**WORK REQUIRED**
Reproduce exactly the line with "Expected: for the dog's nose" and the lines after it. Stop at the last line of the data and include nothing else.

Top of MATERIAL SUPPLIED

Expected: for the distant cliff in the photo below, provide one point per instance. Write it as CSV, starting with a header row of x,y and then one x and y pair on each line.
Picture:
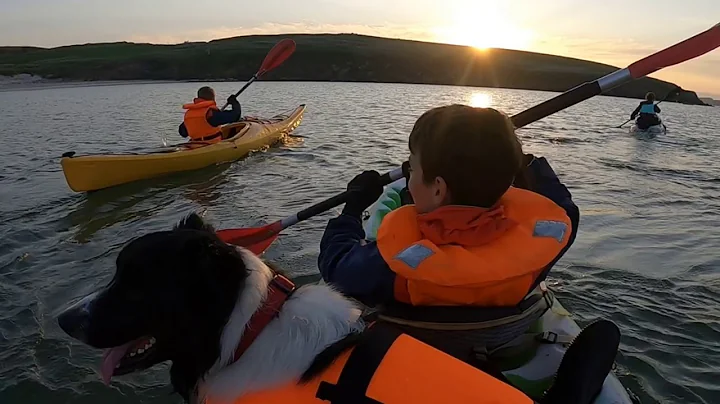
x,y
325,57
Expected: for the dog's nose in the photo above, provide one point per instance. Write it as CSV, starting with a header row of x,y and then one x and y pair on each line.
x,y
74,323
75,319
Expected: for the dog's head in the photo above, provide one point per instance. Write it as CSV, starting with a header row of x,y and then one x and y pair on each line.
x,y
170,298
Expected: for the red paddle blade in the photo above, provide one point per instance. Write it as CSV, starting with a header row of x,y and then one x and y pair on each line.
x,y
277,55
255,239
690,48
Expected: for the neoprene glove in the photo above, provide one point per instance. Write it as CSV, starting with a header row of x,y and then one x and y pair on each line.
x,y
363,190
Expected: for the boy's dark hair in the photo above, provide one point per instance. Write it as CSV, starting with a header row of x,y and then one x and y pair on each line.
x,y
474,150
206,93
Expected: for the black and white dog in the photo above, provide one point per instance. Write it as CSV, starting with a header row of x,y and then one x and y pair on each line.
x,y
187,297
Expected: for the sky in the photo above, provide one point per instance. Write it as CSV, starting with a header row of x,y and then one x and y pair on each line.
x,y
615,32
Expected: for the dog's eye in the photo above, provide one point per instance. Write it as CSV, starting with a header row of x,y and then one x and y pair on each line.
x,y
133,295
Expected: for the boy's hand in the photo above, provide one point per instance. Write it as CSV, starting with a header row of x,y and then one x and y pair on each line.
x,y
363,190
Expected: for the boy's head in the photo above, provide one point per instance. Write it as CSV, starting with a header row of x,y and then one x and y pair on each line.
x,y
460,155
206,93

Bottom of MATERIAL SUPPLIED

**SOLVED EXERCISE**
Expected: for the dog's nose in the photo above, provide one point per instance. Write it as CSV, starting with a header row of x,y and then one x and y pair on each line.
x,y
74,323
75,319
Expected: for the dog's head in the photo above, provide one point per instance. Write it as CSV, starting with a header row of x,y and then one x and y pair on each line.
x,y
170,298
Expected: for the red paddle blade in the photo above, provide one point per instance. Write it as CSV, starting with a header row of x,y and then one x and y pair on each line.
x,y
277,55
255,239
690,48
Expected: for the neoprene glove in the photo above, provide one point per instance. Write it as CSV, starting with a header row of x,y and then one x and y pair on each line.
x,y
363,190
Expected: for the boy's dark hair in the photo above, provide one point per instance. Write it as CSV, starting with a header row of x,y and then one x and y pair on each line.
x,y
474,150
206,93
Expected: for the black and white dog in the photo above, provide one point per instance. Write it as CSV, starting with a header row of x,y and then one x and y pair on each line.
x,y
187,297
Expected: for the sky in the photo above, provide one point per instance. Write it as CSV, starting with a header row of x,y and then one x and y pair on each line.
x,y
615,32
Expected: for the dog's eye in the photo above, provide one point per instance. Write it as CSV, starting with a header row of x,y and then one x and y pair on each line.
x,y
133,295
Expected: for the boy's hand in the photo above, provide one point per instance. Write it as CSV, starting with a header row of x,y and then one x and y pair on each line.
x,y
363,190
Expected: for the boy's head in the photo above, provide one point per instance. Write it as CSV, starting with a header row of x,y and then one x and y pair on each line.
x,y
460,155
206,93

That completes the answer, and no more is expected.